Литмир - Электронная Библиотека
Содержание  
A
A

Расклад власти на Палатинском холме изменился. Со смертью Гая и Луция Цезарей Август усыновил Тиберия (Луций необъяснимым образом погиб в Массилии во 2 г. н. э., Гай умер 21 февраля 4 г. н. э. от раны, полученной предыдущей осенью при осаде Артагеры в Армении). Отцу исполнилось шестьдесят шесть лет, а возраст «сына» приближался к сорока шести. Пойти на такую связь Августа вынудила не любовь к пасынку, а необходимость. «Бедный римский народ, в какие он попадет медленные челюсти!» — такой вердикт, по словам Светония, вынес стареющий принцепс молчаливому, скрытному Тиберию. «Небезызвестно мне и то, что, по некоторым сообщениям, Август открыто и не таясь осуждал жестокий нрав Тиберия, что не раз при его приближении он обрывал слишком веселый или легкомысленный разговор», — отмечает автор. Август цинично оправдывал свои действия государственными соображениями. Шестью годами ранее, с запозданием узнав о вызывающей сексуальной распущенности своей дочери Юлии (и, вероятно, подозревая заговор), он изгнал ее из Рима и расторг брак со ссыльным Тиберием, не уведомив его об этом. Этот деспотический шаг представлял низшую точку в судьбе Тиберия. Апогея взлета он достигнет, когда получит полномочия трибуна на десятилетний срок (вдвое дольше обычного), что сделает его соправителем и наследником Августа.[74] В соответствии с династическими заботами «отца» последующие портреты Тиберия отражали их связь в трех измерениях, включая элементы его собственного официального облика. Такое физическое «родство» подчеркивало усыновление стариком более молодого человека: это была стратегия обеспечения преемственности, конечным бенефициаром которой будет Тиберий (Август не был обеспокоен возможностью его будущего колебания перед лицом такого громадного выигрыша). На первый взгляд жизнь будущего принцепса возвращается к первой фразе эпитафии Тацита: «Жизнь его была безупречна, и он заслуженно пользовался доброю славой, покуда не занимал никакой должности или при Августе принимал участие в управлении государством».[75] Его служба у Августа начиналась с военных поручений. Восстание в Паннонии продержало его на Дунае в течение трех лет, затем внимания потребовали неприятности в Германии.

****************************************

Задание a: На какой срок, согласно отрывку, Тиберий получит полномочия трибуна?
Отрывок и строки никак не связаны между собой.

Строки набора данных:
****************************************

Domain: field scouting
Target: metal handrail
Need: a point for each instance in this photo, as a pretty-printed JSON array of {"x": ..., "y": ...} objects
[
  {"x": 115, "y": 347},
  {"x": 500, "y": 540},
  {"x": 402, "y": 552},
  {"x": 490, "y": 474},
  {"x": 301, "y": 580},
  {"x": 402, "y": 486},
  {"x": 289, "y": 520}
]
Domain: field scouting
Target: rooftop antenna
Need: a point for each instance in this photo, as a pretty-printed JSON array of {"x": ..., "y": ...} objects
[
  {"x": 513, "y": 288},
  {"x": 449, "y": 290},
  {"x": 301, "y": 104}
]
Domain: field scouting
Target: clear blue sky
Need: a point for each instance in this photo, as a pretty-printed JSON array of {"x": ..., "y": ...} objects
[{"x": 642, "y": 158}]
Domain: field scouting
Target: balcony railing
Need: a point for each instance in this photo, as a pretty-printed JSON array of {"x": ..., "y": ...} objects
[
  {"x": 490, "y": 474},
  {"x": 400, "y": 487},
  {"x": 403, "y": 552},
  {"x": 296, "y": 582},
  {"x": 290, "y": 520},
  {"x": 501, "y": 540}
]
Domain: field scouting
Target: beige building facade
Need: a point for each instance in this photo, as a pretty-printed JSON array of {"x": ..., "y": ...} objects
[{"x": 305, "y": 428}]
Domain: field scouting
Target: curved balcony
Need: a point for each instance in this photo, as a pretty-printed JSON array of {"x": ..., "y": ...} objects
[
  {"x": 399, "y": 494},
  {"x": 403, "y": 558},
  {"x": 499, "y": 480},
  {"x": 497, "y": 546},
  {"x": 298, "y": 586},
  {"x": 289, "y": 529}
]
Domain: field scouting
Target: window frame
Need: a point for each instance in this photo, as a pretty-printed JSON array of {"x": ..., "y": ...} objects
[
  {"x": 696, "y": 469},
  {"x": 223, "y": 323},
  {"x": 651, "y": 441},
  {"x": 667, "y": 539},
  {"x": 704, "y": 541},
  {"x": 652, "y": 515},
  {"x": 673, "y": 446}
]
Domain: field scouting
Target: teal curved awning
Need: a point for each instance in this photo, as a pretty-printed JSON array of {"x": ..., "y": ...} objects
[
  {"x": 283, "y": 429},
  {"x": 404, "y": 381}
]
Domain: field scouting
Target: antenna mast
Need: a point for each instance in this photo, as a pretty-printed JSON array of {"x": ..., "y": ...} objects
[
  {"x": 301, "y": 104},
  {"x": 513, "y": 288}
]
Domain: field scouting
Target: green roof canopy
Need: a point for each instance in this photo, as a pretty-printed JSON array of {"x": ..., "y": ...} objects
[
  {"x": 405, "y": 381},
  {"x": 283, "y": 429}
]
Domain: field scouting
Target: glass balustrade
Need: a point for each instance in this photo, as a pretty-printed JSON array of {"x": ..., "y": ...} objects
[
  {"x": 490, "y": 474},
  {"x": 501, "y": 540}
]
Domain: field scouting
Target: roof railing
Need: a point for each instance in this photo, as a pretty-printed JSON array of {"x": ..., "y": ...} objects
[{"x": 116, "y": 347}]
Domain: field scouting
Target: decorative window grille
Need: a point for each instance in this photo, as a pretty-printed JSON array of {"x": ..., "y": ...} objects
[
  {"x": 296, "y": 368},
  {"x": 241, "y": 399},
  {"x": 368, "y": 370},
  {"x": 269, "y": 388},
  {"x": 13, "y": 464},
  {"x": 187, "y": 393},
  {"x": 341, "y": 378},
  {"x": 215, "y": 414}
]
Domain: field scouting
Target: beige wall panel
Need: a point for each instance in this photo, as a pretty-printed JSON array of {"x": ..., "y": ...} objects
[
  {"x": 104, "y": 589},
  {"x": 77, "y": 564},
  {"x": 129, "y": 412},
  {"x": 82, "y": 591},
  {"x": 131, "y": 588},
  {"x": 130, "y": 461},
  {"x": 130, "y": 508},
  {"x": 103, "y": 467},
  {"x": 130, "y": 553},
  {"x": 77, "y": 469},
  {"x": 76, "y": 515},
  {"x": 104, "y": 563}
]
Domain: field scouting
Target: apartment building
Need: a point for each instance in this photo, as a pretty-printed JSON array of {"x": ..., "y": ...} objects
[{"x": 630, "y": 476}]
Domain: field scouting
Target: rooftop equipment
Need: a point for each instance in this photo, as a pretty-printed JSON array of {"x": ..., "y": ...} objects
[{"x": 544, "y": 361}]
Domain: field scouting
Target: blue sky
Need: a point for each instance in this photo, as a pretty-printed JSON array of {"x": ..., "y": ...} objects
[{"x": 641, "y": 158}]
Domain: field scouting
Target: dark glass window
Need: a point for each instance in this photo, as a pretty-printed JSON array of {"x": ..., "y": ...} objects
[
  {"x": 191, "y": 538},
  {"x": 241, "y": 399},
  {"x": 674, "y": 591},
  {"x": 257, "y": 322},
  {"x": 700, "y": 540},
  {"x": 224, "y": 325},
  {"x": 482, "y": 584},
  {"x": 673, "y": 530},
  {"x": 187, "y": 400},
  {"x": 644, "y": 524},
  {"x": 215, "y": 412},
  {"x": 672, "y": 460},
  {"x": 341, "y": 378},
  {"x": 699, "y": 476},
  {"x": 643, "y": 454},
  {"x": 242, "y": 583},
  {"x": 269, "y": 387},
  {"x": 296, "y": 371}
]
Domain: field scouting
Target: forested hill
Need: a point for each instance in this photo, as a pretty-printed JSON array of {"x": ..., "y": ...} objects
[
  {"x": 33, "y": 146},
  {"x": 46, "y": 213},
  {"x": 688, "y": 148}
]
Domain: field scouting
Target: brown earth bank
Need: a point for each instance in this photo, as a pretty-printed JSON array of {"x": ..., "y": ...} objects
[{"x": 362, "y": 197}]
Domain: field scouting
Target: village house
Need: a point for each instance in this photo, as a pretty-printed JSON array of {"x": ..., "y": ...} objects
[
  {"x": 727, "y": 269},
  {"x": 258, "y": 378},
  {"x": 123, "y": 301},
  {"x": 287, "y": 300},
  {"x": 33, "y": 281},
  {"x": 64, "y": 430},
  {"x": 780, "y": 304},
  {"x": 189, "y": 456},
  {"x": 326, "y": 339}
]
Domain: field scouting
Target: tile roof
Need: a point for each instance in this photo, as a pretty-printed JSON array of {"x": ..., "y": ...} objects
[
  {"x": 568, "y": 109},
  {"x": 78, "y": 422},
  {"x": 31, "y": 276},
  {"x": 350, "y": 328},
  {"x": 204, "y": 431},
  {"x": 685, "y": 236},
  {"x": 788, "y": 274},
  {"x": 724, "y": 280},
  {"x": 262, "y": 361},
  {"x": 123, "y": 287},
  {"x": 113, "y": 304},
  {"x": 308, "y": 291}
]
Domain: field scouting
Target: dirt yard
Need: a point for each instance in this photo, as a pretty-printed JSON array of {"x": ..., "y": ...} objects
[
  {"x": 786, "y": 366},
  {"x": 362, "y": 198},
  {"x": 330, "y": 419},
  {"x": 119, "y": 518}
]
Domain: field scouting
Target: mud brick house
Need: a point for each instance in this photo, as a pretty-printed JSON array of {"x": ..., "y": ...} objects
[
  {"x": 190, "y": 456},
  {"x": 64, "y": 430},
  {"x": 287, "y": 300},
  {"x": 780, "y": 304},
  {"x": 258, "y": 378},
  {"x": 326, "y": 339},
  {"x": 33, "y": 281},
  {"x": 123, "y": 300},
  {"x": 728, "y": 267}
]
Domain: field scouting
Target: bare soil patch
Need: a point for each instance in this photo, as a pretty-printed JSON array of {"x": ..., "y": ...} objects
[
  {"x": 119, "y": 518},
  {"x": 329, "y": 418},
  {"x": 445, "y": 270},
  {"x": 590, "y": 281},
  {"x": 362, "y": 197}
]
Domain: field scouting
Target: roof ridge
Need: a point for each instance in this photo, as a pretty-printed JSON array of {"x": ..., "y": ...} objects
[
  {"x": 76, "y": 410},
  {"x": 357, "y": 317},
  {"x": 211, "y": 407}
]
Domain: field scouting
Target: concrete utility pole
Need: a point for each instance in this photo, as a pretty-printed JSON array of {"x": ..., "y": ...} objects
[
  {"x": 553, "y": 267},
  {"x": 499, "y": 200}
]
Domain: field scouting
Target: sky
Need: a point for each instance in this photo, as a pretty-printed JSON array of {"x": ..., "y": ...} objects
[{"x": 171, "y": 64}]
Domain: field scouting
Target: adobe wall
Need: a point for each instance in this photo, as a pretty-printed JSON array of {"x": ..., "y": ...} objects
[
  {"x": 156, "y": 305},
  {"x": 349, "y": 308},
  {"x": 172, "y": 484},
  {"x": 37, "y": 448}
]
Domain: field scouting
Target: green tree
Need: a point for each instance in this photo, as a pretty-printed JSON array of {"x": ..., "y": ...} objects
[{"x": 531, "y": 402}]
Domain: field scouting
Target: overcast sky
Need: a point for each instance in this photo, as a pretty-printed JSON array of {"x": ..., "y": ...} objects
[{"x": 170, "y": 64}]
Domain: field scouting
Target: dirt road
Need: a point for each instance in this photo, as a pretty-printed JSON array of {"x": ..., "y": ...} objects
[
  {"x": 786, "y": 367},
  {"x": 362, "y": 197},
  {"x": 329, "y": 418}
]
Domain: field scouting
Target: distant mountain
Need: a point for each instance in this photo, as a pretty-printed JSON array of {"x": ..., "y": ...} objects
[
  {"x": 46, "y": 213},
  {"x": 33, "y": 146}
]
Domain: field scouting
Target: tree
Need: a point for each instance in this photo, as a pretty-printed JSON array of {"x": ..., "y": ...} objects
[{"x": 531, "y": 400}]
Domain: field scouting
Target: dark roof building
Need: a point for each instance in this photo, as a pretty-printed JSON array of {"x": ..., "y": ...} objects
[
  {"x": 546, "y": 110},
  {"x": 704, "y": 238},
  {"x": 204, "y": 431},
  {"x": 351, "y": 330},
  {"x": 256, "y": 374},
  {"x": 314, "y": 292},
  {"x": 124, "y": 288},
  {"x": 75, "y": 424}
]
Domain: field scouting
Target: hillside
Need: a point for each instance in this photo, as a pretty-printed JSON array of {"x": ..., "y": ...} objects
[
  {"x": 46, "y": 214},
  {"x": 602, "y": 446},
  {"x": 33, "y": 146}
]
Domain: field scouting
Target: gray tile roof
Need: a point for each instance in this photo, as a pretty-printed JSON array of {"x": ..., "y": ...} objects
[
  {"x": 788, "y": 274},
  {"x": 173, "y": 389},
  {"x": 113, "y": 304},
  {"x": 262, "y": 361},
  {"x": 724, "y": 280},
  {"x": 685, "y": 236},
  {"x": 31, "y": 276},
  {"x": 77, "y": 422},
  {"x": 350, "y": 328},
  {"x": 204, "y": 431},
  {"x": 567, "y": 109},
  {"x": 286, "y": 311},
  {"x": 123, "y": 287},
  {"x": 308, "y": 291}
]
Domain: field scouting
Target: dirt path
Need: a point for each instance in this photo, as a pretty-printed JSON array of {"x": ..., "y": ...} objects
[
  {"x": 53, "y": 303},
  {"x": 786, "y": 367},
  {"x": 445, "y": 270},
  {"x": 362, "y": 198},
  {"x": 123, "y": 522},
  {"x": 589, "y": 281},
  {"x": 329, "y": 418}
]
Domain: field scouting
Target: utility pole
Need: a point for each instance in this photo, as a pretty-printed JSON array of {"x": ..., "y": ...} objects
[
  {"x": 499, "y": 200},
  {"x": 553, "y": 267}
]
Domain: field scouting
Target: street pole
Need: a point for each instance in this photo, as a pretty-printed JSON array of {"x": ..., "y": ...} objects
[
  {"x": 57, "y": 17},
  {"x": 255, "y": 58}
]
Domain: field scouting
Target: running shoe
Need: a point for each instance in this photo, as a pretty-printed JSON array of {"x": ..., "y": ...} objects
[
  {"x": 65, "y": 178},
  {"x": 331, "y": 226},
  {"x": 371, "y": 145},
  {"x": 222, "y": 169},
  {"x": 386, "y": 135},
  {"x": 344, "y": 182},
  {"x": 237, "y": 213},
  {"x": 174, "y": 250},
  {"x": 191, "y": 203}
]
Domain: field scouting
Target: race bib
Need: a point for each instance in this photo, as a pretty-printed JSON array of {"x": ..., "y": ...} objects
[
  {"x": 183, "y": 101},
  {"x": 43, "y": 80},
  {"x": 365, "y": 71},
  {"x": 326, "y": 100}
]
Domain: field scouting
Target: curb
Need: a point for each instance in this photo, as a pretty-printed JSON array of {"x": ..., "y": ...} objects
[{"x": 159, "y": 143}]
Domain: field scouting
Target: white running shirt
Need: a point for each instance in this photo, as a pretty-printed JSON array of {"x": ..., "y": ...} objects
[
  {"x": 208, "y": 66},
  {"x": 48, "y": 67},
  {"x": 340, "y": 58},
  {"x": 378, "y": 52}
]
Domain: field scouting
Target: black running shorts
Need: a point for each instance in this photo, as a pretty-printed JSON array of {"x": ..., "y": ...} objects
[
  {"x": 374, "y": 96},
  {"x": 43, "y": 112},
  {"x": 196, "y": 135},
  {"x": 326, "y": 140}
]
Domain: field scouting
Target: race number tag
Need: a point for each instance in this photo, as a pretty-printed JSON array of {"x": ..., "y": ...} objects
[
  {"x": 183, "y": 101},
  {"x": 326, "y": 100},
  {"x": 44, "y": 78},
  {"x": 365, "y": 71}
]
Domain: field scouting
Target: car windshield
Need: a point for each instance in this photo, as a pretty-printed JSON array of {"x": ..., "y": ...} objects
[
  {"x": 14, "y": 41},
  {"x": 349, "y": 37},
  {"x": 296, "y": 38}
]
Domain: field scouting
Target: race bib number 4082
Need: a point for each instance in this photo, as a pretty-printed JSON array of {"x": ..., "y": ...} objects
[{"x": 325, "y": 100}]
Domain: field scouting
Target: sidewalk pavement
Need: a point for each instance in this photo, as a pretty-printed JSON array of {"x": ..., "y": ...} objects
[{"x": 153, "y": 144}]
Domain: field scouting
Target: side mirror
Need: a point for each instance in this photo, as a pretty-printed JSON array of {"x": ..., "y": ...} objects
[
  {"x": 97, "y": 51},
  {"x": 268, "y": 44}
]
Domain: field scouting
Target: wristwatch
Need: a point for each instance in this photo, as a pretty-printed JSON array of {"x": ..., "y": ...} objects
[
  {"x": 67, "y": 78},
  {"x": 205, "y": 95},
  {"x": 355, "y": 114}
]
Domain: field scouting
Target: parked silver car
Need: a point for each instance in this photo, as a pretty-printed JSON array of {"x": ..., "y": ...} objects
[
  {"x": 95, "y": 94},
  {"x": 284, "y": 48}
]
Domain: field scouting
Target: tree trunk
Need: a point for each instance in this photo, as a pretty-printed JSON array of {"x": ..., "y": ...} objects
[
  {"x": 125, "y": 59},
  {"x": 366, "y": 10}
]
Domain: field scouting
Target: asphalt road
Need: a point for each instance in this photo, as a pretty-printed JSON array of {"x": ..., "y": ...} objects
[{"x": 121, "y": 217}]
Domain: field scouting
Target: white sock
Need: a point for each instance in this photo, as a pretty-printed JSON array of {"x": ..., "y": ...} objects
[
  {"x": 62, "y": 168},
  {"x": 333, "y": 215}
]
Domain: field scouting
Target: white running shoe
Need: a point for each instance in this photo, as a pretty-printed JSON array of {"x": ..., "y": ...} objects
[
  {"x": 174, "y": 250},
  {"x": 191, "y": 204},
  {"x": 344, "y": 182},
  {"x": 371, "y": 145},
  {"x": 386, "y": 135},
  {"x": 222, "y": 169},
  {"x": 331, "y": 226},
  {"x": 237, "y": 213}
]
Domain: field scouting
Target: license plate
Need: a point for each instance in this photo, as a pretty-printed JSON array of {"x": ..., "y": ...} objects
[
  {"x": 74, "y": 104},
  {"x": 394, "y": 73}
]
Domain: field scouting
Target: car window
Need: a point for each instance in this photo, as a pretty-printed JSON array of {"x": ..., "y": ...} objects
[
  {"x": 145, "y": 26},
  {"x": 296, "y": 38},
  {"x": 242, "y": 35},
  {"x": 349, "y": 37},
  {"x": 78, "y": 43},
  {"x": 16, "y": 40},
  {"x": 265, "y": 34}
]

****************************************

Задание b: Пожалуйста, подсчитайте, в скольких строках встречается слово «beige», и назовите только число.

Итоговый ответ a: На десятилетний срок, то есть вдвое дольше обычного.

Итоговый ответ b: 2